■ **GIVEN INSTRUCTION A**
Summarize the distributed tracing guide below in two sentences.
:: EXCERPTED TEXT ::
What is distributed tracing and why do I need it?

Distributed tracing tracks a single request as it flows through multiple microservices, databases, and queues. Without it, debugging latency issues in microservices requires correlating logs across services manually — near impossible at scale. With tracing, you see a visual timeline (waterfall) of every service call, database query, and external API call that made up the request, making root cause analysis from minutes to seconds.

What is the difference between OpenTelemetry, Jaeger, and Zipkin?

OpenTelemetry is the instrumentation standard (vendor-neutral API + SDK for generating traces, metrics, logs). Jaeger and Zipkin are trace backends (storage + UI for visualizing traces). Use OTel to instrument your code once, then send data to Jaeger, Zipkin, Tempo (Grafana), or commercial APMs like Datadog/Dynatrace — all without changing your application code.

How does trace context propagate between microservices?

Trace context is propagated via HTTP headers. The W3C traceparent header carries the trace-id (globally unique for the entire request chain), span-id (current service), and flags. Spring Boot 3 with Micrometer Tracing automatically injects traceparent on outgoing RestTemplate/WebClient calls and extracts it on incoming requests — so you get end-to-end traces with zero manual code.

What sampling rate should I use in production?

At low traffic (under 100 req/s), 100% sampling is fine. At medium traffic (100-1000 req/s), use 10% tail-based or parent-based sampling. At high traffic (10K+ req/s), use 1% or less, but always sample 100% of error traces and slow traces (over 1s threshold). Tail-based sampling in the OTel Collector evaluates the complete trace and samples intelligently, preserving all interesting traces while discarding repetitive successful ones.

How do I add business context to traces (like order ID, user ID)?

Use span attributes and baggage. Span attributes are key-value pairs on the current span visible in the trace backend. Baggage is propagated downstream to all child services. In Spring Boot, use @Observed annotation or Tracer.currentSpan().tag(key, value) to add attributes. Add orderId, userId, tenantId as attributes so you can search for traces by business entity in Jaeger/Zipkin.

Microservices April 11, 2026 · 22 min read

Distributed Tracing with OpenTelemetry & Spring Boot: Complete Production Guide (2026)

A complete guide to implementing distributed tracing across Spring Boot microservices: OpenTelemetry Java agent vs SDK, Micrometer Tracing auto-instrumentation, custom spans, trace context propagation via W3C traceparent, Jaeger and Zipkin backends, sampling strategies, and Grafana Tempo integration.

Md Sanwar Hossain
Senior Java & Backend Engineer

Distributed Tracing OpenTelemetry Spring Boot 2026

TL;DR: Spring Boot 3 + Micrometer Tracing + OTel auto-instruments HTTP, JDBC, Kafka, and Redis with zero code changes. Add custom spans for business operations; use W3C traceparent for end-to-end trace propagation; send to Jaeger/Zipkin/Tempo via OTLP.
:::
:: EXERCISE INPUTS ::
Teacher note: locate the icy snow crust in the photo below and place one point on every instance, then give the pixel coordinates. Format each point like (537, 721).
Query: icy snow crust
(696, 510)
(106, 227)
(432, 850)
:::
■ **GIVEN INSTRUCTION B**
Reproduce the records above, swapping "icy snow crust" for "frozen snow crust" and leaving everything else unchanged.

■ **COMPLETE ANSWER A**
Distributed tracing follows a single request through multiple microservices, databases, and queues and shows a timeline of every call that made it up. OpenTelemetry is the vendor-neutral instrumentation standard, while Jaeger and Zipkin are backends for storing and visualizing traces, and Spring Boot 3 with Micrometer Tracing propagates trace context automatically through the W3C traceparent header.

■ **COMPLETE ANSWER B**
Teacher note: locate the frozen snow crust in the photo below and place one point on every instance, then give the pixel coordinates. Format each point like (537, 721).
Query: frozen snow crust
(696, 510)
(106, 227)
(432, 850)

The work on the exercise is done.